• _Set exercise_:
Could you write out all of the material below again, requests included, but shift every coordinate in the answer outlines by adding 83 to it? Leave the pictures out of your reply.

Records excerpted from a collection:
########
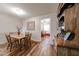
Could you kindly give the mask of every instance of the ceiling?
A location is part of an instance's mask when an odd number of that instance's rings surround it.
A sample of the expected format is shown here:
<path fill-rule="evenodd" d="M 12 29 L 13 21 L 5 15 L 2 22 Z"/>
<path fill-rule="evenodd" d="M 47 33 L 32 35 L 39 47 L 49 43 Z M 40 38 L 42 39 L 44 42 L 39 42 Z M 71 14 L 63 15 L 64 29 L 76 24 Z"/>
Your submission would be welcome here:
<path fill-rule="evenodd" d="M 25 11 L 25 15 L 18 16 L 10 8 L 16 7 Z M 46 15 L 57 12 L 58 4 L 55 3 L 0 3 L 0 14 L 12 15 L 20 18 Z"/>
########
• _Expected answer_:
Could you kindly give the mask of every instance of the ceiling?
A location is part of an instance's mask when an odd number of that instance's rings surround it.
A sample of the expected format is shown here:
<path fill-rule="evenodd" d="M 12 29 L 13 21 L 5 15 L 2 22 Z"/>
<path fill-rule="evenodd" d="M 47 33 L 32 35 L 39 47 L 49 43 Z M 40 38 L 42 39 L 44 42 L 39 42 Z M 71 14 L 63 15 L 64 29 L 76 24 Z"/>
Your submission would be welcome here:
<path fill-rule="evenodd" d="M 108 94 L 108 98 L 101 99 L 93 91 L 99 90 Z M 129 98 L 140 95 L 141 87 L 138 86 L 83 86 L 83 97 L 95 98 L 103 101 Z"/>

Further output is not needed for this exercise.